+++ Text provided +++
6 - Left coin switch: Not used; game is on free play
14 - "3" Rollover: Also registers and lights the #4 Rollover
22 - Center Right Star Rollover: Scores double (either 200 or 2000)
30 - 3 Bank Left Drop Target: Scores the value of knocking all 3 targets down and resets the drop target bank
38 - 5 Bank Standup: Seems OK
46 - Right Special: Tilts the ball in play

At first I thought it may be a bad diode, but I tested each of the diodes on the switches and did not see any reading out of the ordinary (All were between .5 and .7). Has anyone experienced this type of behavior before, and if so what was the resolution?

#367 3 years ago

Update:

After posting the previous thread, I noticed that the row 6 switches were exhibiting the behavior of the corresponding row 7 switch below the row 6 switch. Just checked the continuity of the pins for those rows in the driver board connector pins, and DID get continuity. Based on that, I'm assuming that is the reason for the strange behavior. Will remove this evening and check the backside of those connector pins and reflow if necessary.

Added over 4 years ago:

Update #2 (Problem Solved):

It appears that Pins 3 (Switch Row #7) and 4 (Switch Row #6) of the 2J3 9 pin connector on the driver board must have been 'connected' via a solder blob somehow. They didn't appear to be 'connected' when viewing from the underside of the board, so all I can assume is that it was underneath the connector topside. Regardless, I replaced the 9 pin connector with a new one and the 'bad' switch behavior disappeared.

#368 3 years ago

Wow. That is an esoteric problem. I hope that is it

#369 3 years ago
Quoted from Nomad:

Has anyone here had a chance to install the replacement drop target contact circuit board kits for early Williams System 3 through System 6 solid state pinball machine drop target assemblies from Marco Specialties? If so, how did it go for you? How are they working now?
I have had my FLASH sitting idle for a bit and forgot I bought these a bit back so I figured its time to get this all sorted out. Thanks!

Struggling with reliable scoring on Flash. Cleaned and polished all horseshoes and PCBs and find the targets don't score reliably when they drop - sometimes never scoring. They always reset correctly when all DTs are dropped. Tried replacing the horseshoes and PCBs from PinballLife and also replaced the target guides to make sure the PCB screws are tight. The scoring is still erratic and unreliable.

As a test, I added 0.047 uF capacitors across the middle contacts (two outer solder pads on the PCBs) and the drop targets score 100% of the time, but now they also score sometimes when the drop target bank resets.

In addition the 1-2-3-4 roll-overs and star rollovers don't score sometimes. Have disassembled the switch stacks, fixed the incorrect assembly so the correct contact faces are facing each other and polished and cleaned them and they still don't score sometimes. I see unreliable scoring with nearly every switch in the game.
+++ Record list +++
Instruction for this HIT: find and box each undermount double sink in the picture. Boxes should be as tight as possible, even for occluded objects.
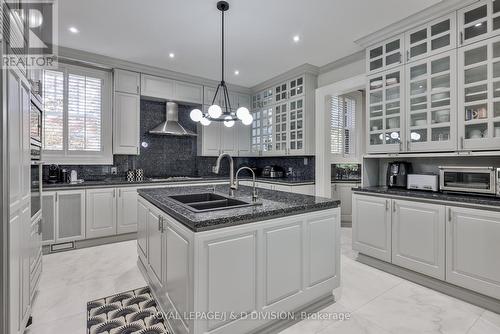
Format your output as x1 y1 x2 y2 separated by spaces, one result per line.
169 193 261 212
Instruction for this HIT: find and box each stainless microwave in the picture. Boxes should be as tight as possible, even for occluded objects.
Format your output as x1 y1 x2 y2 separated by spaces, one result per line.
439 166 499 196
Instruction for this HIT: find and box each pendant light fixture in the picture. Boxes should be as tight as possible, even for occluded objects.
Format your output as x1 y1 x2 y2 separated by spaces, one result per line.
189 1 253 128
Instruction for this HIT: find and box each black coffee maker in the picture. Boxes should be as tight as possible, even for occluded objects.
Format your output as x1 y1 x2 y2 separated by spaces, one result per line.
47 165 61 183
386 161 411 188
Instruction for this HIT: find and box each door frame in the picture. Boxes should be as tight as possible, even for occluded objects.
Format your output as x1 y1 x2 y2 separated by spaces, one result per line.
0 36 10 333
315 73 366 198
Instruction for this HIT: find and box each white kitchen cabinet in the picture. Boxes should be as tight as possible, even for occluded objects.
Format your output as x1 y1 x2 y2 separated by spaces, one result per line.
86 188 116 238
251 74 317 156
458 36 500 150
174 81 203 105
446 207 500 299
366 66 405 153
42 190 85 245
141 74 175 100
113 69 141 95
366 35 404 75
147 207 165 289
113 91 141 155
42 191 57 245
332 183 361 222
392 200 445 280
137 197 149 260
406 50 457 152
56 190 85 243
458 0 500 45
352 194 392 262
116 187 137 234
405 12 457 62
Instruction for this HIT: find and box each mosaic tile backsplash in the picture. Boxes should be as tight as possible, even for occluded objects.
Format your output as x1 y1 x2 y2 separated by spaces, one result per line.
44 100 314 180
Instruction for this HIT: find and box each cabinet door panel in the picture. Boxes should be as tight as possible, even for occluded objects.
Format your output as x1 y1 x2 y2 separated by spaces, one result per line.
42 192 57 244
446 207 500 299
148 209 164 287
141 74 174 100
113 92 140 155
458 36 500 150
165 223 191 320
56 190 85 242
264 222 303 305
392 200 445 279
201 233 257 330
352 194 391 262
86 188 116 238
117 188 137 234
114 69 141 95
137 200 149 263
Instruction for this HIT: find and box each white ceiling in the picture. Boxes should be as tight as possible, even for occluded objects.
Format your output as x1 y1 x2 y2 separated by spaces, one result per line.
59 0 440 87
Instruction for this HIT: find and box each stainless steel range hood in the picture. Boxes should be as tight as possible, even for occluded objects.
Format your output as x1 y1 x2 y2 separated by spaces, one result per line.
149 102 197 136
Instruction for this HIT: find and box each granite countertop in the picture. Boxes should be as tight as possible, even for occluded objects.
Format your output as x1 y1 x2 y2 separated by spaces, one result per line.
138 185 340 232
43 176 315 190
353 186 500 206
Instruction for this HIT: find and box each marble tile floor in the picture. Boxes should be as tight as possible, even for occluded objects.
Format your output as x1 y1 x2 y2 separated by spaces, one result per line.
26 228 500 334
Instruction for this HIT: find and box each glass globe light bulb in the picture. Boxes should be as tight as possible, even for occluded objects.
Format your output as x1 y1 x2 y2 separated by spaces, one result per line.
200 117 212 126
189 109 203 122
236 107 250 120
241 114 253 125
208 104 222 118
224 115 234 128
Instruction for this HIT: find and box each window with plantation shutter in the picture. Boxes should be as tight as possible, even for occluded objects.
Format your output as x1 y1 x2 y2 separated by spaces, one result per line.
42 64 112 164
329 95 356 156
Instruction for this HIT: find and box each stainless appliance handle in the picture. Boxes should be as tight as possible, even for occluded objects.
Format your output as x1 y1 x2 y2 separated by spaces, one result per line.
438 166 495 170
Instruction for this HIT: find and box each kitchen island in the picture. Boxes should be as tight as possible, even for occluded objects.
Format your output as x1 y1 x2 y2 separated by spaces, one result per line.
137 185 340 334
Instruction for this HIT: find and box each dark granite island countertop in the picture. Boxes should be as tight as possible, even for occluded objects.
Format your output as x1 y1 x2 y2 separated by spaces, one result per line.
352 186 500 208
138 184 340 232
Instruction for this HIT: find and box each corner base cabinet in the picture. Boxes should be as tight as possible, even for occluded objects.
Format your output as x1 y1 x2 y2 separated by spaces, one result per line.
352 195 391 262
446 207 500 299
353 193 500 302
138 196 340 334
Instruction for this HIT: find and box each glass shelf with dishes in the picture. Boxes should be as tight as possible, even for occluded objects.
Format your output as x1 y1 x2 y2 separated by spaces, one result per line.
406 51 457 152
367 67 404 153
458 36 500 150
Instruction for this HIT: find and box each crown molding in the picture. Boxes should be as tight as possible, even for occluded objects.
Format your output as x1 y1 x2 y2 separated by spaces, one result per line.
+++
▶ Instructions:
a) Can you give the pinball repair thread again, starting with "#368 3 years" and going on through "sorted out. Thanks!", but with "Marco Specialties" changed to "the manufacturer"?
b) How would you put this sentence from the pinball repair thread into French: "Regardless, I replaced the 9 pin connector with a new one and the 'bad' switch behavior disappeared."

▶ Per-task answers:
a)
#368 3 years ago

Wow. That is an esoteric problem. I hope that is it

#369 3 years ago
Quoted from Nomad:

Has anyone here had a chance to install the replacement drop target contact circuit board kits for early Williams System 3 through System 6 solid state pinball machine drop target assemblies from the manufacturer? If so, how did it go for you? How are they working now?
I have had my FLASH sitting idle for a bit and forgot I bought these a bit back so I figured its time to get this all sorted out. Thanks!

b) Quoi qu'il en soit, j'ai remplacé le connecteur à 9 broches par un neuf et le « mauvais » comportement des interrupteurs a disparu.